■ **QUESTIONS ON THE MATERIAL**:
A. Answer these questions using the RIMM discussion:
(i) Who is named as someone who uses a Blackberry?
(ii) What nationality is given for Rim?
(iii) What portion of Rimm's sales is said to come from consumers?
B. Decide whether each statement agrees with the RIMM discussion, and quote the words that settle it:
(i) Competitors are slowing RIMM's growth.
(ii) The smart phone market is growing overall.
(iii) The writer of the final paragraph intends to buy Rimm shares.
C. Rewrite the RIMM discussion between "If the banks" and "for another quarter.", inclusive, changing "toxic assets" to "troubled assets".

■ **GIVEN TEXT**:
Corporations have a wide range of options to pick from so that RIMM keeps that business is a major revenue to them vs. consumer adoption of whatever is the device of the moment.
Once the puts are written at this lower share price, RIMM's share price takes off and the underwriter keeps all the put premiums.
It's all about the banks and AIG.
If the banks continue to shelve marking to market the toxic assets, they will look profitable. If they attempt to deal with these assets, they aren't going to look so profitable. Which means the pain will be held off for another quarter.
The banks are allowed to claim losses as gains in some weird twist of accounting but are hesitant to do so because they then are stuck paying taxes on money they didn't earn.
The whole mess is an absurdity.
So if this quarter isn't dealing with the real underlying problem, RIMM will skyrocket. If banks tank - the whole market will take a hit.
RIMM itself as a company is chugging along as usual. Competitors aren't slowing their growth. The smart phone market is in it's infancy and is growing overall. Even Eric Schmidt uses a Blackberry. So for this quarter, you pays your money, you takes your chances. Nobody knows. Now if we could get that russian guy with Goldman's programmed trading, we could see what they had in store for RIMM.
5 million new jobs are not enough to slow the momentum of 400000 monthly job losses for the next 3.5 years. Housing market cannot be relieved without job market revivals. Financial market cannot maintain stability without healthy housing market. Toxic assets cannot be fixed without a strong financial market.
Jobs are number 1.
New jobs are needed right now and that means old jobs need renewing, Americans need jobs, and that means local American jobs right now. Apple and Palm, Motorola are American, Rim is Canadian.
Rimm may get the business market but over half of their sales are consumers (think soccer moms). Apple is slowly taking all the high end of the consumer space thus forcing Rimm to price their phones lower and lower.
I think Rimm will start losing sales to consumers to Apple and maybe the hasbeen Palm. Either way, a slow in growth means PE compression and a lower stock price. I am staying short Rimm as they don't have the know how or product to compete with Cupertino.

■ **DATA SUPPLIED**:
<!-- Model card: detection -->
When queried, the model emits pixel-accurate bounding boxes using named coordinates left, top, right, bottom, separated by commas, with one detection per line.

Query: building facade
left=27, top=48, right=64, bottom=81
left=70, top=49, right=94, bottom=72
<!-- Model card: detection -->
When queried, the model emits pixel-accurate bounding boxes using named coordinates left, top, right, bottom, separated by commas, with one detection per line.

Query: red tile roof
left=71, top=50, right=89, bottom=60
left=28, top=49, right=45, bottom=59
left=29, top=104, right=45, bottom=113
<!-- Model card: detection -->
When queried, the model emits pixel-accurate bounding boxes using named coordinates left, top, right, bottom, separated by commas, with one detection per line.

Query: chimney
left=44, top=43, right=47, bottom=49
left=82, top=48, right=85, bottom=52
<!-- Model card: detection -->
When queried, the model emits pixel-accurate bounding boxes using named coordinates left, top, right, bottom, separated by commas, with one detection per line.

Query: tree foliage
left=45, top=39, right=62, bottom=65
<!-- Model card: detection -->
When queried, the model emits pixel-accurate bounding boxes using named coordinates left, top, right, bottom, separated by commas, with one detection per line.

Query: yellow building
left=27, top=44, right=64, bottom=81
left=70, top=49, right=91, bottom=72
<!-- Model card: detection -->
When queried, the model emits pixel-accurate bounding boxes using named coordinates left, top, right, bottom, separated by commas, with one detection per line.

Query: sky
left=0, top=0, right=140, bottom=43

■ **ANSWERS BY ITEM NUMBER**:
A.
(i) Eric Schmidt
(ii) Canadian
(iii) Over half

B.
(i) No: "Competitors aren't slowing their growth."
(ii) Yes: "The smart phone market is in it's infancy and is growing overall."
(iii) No: "I am staying short Rimm as they don't have the know how or product to compete with Cupertino."

C.
If the banks continue to shelve marking to market the troubled assets, they will look profitable. If they attempt to deal with these assets, they aren't going to look so profitable. Which means the pain will be held off for another quarter.